Beginning at the line that contains "Where can the clear" and stopping after the last line of the records, convert each line into one string of a JSON list, leaving out blank lines.

• **Records for this exercise**
-------

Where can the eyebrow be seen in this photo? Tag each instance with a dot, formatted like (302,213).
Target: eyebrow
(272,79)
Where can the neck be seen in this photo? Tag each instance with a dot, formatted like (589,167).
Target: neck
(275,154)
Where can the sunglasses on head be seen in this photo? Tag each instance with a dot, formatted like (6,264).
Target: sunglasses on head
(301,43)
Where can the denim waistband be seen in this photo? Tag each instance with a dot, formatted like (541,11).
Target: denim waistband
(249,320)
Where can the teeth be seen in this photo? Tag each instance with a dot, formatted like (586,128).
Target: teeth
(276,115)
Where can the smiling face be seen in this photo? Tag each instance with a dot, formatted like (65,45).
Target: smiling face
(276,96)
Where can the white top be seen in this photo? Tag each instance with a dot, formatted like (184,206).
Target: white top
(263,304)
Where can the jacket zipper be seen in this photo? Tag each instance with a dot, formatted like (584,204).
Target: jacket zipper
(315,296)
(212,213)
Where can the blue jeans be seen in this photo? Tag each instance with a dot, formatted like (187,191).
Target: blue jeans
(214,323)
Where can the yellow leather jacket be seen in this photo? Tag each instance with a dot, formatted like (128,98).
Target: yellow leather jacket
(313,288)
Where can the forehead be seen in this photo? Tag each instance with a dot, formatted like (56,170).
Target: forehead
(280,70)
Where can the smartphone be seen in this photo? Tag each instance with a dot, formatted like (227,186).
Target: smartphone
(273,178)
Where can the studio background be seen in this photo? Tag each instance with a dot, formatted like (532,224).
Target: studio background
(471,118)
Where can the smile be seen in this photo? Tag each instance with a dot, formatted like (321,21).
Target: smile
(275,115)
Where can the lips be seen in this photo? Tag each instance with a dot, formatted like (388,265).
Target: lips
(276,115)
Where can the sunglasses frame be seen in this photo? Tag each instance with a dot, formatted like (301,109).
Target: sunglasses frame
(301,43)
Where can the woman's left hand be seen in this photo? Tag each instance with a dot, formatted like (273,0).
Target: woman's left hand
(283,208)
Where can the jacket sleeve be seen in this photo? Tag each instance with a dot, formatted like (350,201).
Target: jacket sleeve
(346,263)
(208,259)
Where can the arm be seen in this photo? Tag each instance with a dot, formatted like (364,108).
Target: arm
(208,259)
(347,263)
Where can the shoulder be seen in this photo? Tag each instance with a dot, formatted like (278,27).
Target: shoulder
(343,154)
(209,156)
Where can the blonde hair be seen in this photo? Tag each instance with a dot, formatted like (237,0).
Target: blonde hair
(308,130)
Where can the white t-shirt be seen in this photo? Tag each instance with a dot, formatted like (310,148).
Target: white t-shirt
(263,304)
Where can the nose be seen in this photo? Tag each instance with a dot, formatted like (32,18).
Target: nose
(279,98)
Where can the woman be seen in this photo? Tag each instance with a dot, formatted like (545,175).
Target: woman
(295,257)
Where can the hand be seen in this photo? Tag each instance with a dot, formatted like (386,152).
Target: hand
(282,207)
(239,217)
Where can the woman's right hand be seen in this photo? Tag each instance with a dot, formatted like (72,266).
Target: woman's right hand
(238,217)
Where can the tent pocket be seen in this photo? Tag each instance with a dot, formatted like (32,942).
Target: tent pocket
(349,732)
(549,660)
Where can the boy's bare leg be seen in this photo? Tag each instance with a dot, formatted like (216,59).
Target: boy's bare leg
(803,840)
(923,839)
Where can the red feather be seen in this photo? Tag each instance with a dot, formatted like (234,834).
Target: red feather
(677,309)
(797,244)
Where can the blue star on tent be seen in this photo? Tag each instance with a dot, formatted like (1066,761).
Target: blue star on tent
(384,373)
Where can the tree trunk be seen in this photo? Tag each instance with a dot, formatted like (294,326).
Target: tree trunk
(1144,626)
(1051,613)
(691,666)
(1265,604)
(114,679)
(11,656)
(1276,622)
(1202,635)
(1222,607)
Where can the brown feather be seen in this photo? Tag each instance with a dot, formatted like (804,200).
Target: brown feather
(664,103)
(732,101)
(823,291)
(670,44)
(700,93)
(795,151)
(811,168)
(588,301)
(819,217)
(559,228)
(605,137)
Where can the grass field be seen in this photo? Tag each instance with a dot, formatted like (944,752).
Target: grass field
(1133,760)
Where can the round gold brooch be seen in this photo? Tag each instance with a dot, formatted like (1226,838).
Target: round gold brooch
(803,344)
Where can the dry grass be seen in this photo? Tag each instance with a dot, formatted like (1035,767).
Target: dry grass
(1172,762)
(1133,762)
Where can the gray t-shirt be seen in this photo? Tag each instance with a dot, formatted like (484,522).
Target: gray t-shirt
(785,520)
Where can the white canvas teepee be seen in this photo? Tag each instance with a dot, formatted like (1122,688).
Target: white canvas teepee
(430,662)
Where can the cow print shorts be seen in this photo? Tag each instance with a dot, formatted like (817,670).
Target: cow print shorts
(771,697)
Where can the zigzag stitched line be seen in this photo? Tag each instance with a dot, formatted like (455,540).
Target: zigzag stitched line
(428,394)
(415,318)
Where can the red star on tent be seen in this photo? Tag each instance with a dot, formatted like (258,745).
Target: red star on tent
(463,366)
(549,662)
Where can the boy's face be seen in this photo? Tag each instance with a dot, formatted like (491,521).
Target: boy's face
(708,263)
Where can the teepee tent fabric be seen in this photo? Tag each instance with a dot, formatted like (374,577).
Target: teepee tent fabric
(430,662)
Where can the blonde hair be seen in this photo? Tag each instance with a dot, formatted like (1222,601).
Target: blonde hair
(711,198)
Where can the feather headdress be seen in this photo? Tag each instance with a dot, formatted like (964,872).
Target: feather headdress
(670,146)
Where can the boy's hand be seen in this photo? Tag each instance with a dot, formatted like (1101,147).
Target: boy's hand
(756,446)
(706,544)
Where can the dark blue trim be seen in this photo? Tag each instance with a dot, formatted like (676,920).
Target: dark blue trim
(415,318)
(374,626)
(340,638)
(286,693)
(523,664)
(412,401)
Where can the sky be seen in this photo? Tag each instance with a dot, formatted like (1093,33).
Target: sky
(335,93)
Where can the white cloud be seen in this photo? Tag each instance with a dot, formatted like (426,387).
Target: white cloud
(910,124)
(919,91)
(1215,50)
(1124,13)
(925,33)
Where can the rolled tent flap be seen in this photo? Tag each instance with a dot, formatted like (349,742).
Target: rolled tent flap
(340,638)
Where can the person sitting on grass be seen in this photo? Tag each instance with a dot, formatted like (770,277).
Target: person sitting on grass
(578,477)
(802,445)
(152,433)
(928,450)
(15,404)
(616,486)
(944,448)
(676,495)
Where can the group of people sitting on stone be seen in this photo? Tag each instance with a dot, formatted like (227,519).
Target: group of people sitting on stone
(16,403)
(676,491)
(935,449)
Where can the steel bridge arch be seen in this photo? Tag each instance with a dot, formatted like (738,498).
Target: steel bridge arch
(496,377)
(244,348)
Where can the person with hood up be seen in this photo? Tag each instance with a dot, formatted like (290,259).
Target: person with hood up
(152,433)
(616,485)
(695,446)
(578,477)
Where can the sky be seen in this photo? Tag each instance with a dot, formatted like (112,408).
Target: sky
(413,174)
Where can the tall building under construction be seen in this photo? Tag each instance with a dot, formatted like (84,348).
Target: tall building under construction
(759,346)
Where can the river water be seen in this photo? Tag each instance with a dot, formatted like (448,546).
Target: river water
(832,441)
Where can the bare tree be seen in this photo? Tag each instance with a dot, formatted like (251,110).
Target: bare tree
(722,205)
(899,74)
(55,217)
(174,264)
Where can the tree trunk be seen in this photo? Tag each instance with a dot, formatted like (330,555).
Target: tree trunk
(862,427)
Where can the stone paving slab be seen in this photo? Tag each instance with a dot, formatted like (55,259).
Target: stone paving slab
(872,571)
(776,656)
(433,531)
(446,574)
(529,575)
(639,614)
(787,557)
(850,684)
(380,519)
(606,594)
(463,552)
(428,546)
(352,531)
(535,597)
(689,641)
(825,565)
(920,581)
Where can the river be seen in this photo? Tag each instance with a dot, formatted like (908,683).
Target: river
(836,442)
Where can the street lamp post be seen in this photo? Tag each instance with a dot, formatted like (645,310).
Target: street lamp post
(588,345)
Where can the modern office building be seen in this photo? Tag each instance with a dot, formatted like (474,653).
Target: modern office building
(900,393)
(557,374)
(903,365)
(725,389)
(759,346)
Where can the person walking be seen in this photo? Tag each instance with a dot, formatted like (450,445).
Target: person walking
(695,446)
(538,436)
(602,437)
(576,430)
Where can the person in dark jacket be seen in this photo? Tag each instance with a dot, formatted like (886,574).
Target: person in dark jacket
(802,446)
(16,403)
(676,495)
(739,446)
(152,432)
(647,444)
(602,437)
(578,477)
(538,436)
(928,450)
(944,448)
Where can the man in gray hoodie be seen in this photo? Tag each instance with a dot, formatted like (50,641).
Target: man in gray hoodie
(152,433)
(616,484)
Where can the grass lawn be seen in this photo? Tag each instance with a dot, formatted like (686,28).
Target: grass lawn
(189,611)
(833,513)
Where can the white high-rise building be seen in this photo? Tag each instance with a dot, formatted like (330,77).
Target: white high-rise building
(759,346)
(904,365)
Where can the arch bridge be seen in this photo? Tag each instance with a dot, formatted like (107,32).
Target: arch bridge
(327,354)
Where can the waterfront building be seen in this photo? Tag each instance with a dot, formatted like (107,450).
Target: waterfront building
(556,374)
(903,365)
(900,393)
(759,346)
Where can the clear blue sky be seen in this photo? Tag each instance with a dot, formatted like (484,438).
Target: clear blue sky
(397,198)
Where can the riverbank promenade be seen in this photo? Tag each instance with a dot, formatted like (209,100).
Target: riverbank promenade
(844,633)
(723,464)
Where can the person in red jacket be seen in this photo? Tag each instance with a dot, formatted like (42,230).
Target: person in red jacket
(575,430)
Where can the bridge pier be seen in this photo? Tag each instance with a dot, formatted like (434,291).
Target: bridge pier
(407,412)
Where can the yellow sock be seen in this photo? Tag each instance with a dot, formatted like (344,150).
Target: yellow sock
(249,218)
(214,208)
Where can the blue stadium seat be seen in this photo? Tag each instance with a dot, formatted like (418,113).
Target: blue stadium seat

-------

• **Result**
[
  "Where can the clear blue sky be seen in this photo? Tag each instance with a dot, formatted like (484,438).",
  "Target: clear blue sky",
  "(397,198)",
  "Where can the riverbank promenade be seen in this photo? Tag each instance with a dot, formatted like (209,100).",
  "Target: riverbank promenade",
  "(844,633)",
  "(723,464)",
  "Where can the person in red jacket be seen in this photo? Tag each instance with a dot, formatted like (42,230).",
  "Target: person in red jacket",
  "(575,430)",
  "Where can the bridge pier be seen in this photo? Tag each instance with a dot, formatted like (434,291).",
  "Target: bridge pier",
  "(407,412)",
  "Where can the yellow sock be seen in this photo? Tag each instance with a dot, formatted like (344,150).",
  "Target: yellow sock",
  "(249,218)",
  "(214,208)",
  "Where can the blue stadium seat be seen in this photo? Tag each instance with a dot, formatted like (418,113).",
  "Target: blue stadium seat"
]